> Problem to work on: Could you put the lines from the start of the records up to and including the line with "(1044, 468)" into a Markdown table with the columns Row and Record line, numbering each row and leaving out blank lines?

[Stored items from a collection]
>> Begin

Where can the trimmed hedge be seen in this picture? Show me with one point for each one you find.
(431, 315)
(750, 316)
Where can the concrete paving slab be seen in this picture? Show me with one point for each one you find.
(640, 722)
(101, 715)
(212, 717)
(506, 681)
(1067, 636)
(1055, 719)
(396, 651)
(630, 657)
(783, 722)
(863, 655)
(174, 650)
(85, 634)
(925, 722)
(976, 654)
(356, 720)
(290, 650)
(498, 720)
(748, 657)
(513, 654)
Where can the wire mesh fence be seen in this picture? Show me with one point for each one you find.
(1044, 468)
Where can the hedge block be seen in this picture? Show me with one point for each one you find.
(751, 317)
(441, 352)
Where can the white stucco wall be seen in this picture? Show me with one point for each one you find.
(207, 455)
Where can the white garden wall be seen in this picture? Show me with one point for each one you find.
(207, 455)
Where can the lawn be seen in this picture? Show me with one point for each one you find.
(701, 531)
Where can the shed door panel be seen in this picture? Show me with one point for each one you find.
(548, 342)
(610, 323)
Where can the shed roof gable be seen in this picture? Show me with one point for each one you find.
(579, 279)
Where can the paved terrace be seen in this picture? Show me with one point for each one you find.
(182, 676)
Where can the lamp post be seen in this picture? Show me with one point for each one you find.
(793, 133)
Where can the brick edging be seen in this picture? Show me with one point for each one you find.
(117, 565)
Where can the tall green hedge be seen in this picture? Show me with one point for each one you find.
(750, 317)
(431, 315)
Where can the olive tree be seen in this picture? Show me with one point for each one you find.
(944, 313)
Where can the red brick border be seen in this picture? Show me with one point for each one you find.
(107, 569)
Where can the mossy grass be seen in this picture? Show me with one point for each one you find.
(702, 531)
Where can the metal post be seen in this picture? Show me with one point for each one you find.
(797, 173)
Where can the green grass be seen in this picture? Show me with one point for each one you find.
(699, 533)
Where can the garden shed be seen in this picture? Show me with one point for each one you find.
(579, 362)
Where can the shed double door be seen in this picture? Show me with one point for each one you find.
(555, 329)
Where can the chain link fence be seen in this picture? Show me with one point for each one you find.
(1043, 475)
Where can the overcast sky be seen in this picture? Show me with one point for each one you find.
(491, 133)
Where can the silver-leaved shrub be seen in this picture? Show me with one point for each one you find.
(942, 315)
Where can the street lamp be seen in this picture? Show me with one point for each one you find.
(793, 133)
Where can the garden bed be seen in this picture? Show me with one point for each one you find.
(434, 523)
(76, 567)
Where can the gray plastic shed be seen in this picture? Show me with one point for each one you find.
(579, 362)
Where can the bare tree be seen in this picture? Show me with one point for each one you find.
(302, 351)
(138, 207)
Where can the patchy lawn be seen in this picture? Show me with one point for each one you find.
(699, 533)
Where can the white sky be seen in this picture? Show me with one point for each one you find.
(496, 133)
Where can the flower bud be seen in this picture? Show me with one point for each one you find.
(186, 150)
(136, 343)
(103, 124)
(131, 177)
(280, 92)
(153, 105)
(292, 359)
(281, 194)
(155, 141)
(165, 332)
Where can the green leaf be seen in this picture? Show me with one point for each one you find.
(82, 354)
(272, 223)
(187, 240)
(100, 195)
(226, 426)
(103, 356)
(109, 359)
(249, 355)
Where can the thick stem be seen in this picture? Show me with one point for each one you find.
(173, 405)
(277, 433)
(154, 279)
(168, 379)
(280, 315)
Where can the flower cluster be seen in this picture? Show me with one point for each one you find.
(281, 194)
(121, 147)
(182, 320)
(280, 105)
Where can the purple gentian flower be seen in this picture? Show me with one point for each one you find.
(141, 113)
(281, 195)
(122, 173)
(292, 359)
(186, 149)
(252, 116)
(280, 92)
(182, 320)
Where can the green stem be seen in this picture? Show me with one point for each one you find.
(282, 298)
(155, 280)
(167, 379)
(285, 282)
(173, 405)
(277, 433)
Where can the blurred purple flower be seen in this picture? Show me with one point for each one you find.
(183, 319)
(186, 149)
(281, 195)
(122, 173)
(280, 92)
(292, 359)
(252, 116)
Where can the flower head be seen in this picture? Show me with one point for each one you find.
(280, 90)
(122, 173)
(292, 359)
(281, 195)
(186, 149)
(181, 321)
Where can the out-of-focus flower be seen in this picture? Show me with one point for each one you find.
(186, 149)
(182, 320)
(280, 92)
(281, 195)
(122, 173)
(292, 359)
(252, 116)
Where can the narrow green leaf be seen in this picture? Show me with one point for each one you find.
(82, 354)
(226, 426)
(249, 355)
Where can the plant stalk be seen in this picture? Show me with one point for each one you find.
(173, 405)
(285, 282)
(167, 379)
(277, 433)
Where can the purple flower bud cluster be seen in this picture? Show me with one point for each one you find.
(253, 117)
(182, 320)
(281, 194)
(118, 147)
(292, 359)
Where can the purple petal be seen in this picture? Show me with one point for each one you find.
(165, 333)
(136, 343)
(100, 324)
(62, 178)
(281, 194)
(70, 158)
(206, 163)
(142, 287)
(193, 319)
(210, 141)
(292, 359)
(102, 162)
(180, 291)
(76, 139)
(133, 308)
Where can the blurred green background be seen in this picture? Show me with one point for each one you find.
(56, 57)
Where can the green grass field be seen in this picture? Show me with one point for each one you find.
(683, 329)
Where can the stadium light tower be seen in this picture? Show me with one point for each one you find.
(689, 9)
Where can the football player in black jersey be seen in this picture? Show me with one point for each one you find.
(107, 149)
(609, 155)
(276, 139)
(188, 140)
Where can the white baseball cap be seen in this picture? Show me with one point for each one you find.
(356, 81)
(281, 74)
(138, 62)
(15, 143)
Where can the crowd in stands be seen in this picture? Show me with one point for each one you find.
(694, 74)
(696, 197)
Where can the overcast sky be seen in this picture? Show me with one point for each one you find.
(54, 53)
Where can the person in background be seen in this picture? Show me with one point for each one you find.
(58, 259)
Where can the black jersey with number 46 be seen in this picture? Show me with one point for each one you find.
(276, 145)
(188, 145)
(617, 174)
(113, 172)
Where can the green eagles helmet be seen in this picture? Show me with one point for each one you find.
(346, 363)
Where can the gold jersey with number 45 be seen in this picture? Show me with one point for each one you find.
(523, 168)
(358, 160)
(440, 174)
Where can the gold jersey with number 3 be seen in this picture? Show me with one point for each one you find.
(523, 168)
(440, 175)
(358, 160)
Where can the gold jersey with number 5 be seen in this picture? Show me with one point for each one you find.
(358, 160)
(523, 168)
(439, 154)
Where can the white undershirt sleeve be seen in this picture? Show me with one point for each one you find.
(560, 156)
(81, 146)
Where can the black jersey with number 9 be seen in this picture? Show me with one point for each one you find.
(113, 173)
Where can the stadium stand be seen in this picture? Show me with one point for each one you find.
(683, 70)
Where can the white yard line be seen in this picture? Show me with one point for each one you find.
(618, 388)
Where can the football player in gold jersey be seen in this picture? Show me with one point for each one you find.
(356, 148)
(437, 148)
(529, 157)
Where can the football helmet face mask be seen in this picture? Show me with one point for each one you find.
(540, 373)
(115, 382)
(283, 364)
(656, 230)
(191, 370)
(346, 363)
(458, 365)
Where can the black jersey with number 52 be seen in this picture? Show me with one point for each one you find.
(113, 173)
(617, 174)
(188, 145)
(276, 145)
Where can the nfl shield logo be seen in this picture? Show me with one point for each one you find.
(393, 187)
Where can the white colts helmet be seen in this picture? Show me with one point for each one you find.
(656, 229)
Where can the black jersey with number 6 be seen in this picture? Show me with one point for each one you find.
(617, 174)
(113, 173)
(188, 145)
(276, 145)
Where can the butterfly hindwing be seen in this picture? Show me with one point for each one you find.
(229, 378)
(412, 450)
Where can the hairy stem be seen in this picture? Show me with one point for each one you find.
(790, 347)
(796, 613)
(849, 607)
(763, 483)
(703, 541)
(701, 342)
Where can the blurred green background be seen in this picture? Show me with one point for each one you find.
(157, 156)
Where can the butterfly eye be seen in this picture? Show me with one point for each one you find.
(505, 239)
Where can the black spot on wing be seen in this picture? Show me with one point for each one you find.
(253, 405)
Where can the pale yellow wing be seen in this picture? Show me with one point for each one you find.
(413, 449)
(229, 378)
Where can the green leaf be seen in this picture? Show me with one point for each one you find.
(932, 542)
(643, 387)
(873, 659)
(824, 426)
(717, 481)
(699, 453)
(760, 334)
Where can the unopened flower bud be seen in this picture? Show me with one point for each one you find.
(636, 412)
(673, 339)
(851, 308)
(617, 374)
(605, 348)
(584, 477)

>> End

> Response to this exercise:
| Row | Record line |
|---|---|
| 1 | Where can the trimmed hedge be seen in this picture? Show me with one point for each one you find. |
| 2 | (431, 315) |
| 3 | (750, 316) |
| 4 | Where can the concrete paving slab be seen in this picture? Show me with one point for each one you find. |
| 5 | (640, 722) |
| 6 | (101, 715) |
| 7 | (212, 717) |
| 8 | (506, 681) |
| 9 | (1067, 636) |
| 10 | (1055, 719) |
| 11 | (396, 651) |
| 12 | (630, 657) |
| 13 | (783, 722) |
| 14 | (863, 655) |
| 15 | (174, 650) |
| 16 | (85, 634) |
| 17 | (925, 722) |
| 18 | (976, 654) |
| 19 | (356, 720) |
| 20 | (290, 650) |
| 21 | (498, 720) |
| 22 | (748, 657) |
| 23 | (513, 654) |
| 24 | Where can the wire mesh fence be seen in this picture? Show me with one point for each one you find. |
| 25 | (1044, 468) |